[SHORT TASK]: Put the items below into a Markdown table with two columns, "No." for the row number and "Line" for the line itself. Start at the first line and stop at the line containing "[0,220,678,264]", include both, and skip blank lines.

[DATA EXTRACT]:
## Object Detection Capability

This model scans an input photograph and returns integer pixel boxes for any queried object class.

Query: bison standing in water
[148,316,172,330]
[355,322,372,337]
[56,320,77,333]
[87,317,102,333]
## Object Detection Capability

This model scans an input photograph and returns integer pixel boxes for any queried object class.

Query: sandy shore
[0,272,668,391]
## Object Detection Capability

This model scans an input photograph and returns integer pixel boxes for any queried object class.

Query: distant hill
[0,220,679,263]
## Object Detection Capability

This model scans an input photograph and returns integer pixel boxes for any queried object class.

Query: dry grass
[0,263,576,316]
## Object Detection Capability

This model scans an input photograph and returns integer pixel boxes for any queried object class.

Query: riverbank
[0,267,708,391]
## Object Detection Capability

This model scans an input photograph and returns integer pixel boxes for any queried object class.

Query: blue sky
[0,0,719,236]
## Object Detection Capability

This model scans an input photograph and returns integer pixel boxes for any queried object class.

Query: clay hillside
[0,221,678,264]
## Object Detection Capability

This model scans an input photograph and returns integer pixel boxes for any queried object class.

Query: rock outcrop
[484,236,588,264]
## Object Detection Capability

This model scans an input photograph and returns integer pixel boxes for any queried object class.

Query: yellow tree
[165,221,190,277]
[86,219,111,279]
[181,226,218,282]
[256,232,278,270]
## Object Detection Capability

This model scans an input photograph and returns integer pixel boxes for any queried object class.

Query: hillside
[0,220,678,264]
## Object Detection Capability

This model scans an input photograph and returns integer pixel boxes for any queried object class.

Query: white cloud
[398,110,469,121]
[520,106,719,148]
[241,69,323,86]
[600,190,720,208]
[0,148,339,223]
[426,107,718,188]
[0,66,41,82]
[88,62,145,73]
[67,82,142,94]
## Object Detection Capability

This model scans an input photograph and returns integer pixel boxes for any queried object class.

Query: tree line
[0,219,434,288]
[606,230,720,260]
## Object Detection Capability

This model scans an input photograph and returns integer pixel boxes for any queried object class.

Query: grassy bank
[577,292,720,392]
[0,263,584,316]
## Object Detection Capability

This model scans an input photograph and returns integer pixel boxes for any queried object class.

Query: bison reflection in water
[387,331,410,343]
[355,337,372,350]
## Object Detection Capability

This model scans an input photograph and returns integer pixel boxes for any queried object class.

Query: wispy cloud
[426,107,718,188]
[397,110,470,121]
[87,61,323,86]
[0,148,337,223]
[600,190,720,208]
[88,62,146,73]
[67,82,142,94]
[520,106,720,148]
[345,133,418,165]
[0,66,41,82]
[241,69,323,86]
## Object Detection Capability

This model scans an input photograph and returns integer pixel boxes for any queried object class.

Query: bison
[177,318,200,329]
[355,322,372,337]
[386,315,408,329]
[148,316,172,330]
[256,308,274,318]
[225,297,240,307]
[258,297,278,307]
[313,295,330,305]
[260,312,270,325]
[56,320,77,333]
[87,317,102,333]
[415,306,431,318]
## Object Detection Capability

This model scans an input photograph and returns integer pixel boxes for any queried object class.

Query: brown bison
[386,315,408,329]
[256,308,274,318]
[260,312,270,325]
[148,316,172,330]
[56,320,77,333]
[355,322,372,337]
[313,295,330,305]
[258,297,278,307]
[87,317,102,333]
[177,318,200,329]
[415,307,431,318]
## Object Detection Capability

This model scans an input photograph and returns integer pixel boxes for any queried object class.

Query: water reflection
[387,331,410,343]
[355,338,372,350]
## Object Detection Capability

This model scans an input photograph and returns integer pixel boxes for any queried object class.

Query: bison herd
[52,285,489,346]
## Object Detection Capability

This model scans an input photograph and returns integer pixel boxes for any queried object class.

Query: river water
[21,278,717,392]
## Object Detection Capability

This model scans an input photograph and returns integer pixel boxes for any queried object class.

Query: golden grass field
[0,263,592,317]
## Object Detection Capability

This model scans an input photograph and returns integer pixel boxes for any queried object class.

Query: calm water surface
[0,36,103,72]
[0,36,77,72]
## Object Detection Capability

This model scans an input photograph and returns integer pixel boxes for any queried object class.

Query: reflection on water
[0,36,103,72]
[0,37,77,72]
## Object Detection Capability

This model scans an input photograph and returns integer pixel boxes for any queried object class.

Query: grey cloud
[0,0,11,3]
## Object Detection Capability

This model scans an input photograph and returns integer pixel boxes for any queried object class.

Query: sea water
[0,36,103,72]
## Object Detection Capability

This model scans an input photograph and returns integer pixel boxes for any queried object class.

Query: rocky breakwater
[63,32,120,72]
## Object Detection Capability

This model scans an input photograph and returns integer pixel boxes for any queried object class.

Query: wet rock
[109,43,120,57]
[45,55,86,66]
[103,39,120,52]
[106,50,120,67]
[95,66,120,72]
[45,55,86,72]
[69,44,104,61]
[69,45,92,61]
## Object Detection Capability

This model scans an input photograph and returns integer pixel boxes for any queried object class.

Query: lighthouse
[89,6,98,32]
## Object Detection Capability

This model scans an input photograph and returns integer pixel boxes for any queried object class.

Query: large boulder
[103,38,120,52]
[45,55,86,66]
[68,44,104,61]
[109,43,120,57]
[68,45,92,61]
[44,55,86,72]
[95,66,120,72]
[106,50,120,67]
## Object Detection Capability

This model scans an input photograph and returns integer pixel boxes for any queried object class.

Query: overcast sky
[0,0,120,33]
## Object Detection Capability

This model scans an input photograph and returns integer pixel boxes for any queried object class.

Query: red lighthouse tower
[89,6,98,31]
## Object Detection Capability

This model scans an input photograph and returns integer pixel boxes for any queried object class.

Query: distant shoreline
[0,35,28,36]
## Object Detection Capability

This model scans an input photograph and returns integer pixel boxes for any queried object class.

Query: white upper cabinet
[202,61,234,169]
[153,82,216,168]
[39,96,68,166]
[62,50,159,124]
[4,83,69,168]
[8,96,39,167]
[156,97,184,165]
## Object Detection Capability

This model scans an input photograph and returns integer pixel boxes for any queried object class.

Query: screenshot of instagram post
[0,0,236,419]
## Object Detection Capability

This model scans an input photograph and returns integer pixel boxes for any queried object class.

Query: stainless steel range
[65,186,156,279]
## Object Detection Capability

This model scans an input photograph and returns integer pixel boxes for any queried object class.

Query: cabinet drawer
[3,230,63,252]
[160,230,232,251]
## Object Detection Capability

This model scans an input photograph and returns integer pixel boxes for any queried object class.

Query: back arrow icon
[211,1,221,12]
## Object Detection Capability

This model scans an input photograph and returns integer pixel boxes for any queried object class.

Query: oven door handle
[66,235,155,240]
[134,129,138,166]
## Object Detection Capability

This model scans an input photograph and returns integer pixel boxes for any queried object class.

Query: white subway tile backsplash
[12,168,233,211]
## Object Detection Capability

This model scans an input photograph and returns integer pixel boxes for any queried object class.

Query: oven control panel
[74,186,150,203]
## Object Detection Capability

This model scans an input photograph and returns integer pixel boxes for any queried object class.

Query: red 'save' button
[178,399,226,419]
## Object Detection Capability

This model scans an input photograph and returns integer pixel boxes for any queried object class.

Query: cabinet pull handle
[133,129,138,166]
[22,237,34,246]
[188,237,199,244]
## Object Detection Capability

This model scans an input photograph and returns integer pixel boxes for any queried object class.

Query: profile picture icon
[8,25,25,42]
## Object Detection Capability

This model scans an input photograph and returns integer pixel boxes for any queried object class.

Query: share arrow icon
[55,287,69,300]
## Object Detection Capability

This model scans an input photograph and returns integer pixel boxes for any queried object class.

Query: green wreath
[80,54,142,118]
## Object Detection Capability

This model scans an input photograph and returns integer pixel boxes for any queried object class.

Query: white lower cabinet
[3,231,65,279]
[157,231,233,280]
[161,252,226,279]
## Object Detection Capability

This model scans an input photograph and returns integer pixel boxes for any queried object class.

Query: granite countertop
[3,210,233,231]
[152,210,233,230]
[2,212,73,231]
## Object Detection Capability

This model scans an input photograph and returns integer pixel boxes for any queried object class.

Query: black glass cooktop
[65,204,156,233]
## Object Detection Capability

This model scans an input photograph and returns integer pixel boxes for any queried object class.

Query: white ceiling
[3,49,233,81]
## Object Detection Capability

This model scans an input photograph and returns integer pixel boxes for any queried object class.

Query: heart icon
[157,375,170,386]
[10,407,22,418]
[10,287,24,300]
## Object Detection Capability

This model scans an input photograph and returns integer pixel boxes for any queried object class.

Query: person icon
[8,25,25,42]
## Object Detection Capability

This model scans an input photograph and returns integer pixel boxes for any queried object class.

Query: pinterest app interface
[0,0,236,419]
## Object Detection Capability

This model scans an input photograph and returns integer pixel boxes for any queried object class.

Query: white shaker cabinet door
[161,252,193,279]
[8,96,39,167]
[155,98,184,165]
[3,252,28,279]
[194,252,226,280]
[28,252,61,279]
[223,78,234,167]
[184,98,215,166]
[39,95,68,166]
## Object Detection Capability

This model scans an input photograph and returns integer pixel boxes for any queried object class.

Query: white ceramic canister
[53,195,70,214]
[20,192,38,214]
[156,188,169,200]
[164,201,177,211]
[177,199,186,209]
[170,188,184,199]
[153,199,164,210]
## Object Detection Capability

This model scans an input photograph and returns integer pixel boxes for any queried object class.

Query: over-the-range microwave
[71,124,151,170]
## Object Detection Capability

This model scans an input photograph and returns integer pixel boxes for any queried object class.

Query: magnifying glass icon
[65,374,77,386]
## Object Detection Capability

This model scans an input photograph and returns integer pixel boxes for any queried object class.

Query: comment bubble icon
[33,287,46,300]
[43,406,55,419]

[RESULT OF THIS EXERCISE]:
| No. | Line |
|---|---|
| 1 | ## Object Detection Capability |
| 2 | This model scans an input photograph and returns integer pixel boxes for any queried object class. |
| 3 | Query: bison standing in water |
| 4 | [148,316,172,330] |
| 5 | [355,322,372,337] |
| 6 | [56,320,77,333] |
| 7 | [87,317,102,333] |
| 8 | ## Object Detection Capability |
| 9 | This model scans an input photograph and returns integer pixel boxes for any queried object class. |
| 10 | Query: sandy shore |
| 11 | [0,272,668,391] |
| 12 | ## Object Detection Capability |
| 13 | This model scans an input photograph and returns integer pixel boxes for any queried object class. |
| 14 | Query: distant hill |
| 15 | [0,220,679,263] |
| 16 | ## Object Detection Capability |
| 17 | This model scans an input photograph and returns integer pixel boxes for any queried object class. |
| 18 | Query: dry grass |
| 19 | [0,263,576,316] |
| 20 | ## Object Detection Capability |
| 21 | This model scans an input photograph and returns integer pixel boxes for any queried object class. |
| 22 | Query: riverbank |
| 23 | [0,267,708,391] |
| 24 | ## Object Detection Capability |
| 25 | This model scans an input photograph and returns integer pixel boxes for any queried object class. |
| 26 | Query: blue sky |
| 27 | [0,0,719,236] |
| 28 | ## Object Detection Capability |
| 29 | This model scans an input photograph and returns integer pixel boxes for any queried object class. |
| 30 | Query: clay hillside |
| 31 | [0,221,678,264] |
| 32 | ## Object Detection Capability |
| 33 | This model scans an input photograph and returns integer pixel boxes for any queried object class. |
| 34 | Query: rock outcrop |
| 35 | [484,236,588,264] |
| 36 | ## Object Detection Capability |
| 37 | This model scans an input photograph and returns integer pixel boxes for any queried object class. |
| 38 | Query: yellow tree |
| 39 | [165,221,190,277] |
| 40 | [86,219,111,279] |
| 41 | [181,226,218,282] |
| 42 | [256,232,278,270] |
| 43 | ## Object Detection Capability |
| 44 | This model scans an input photograph and returns integer pixel boxes for any queried object class. |
| 45 | Query: hillside |
| 46 | [0,220,678,264] |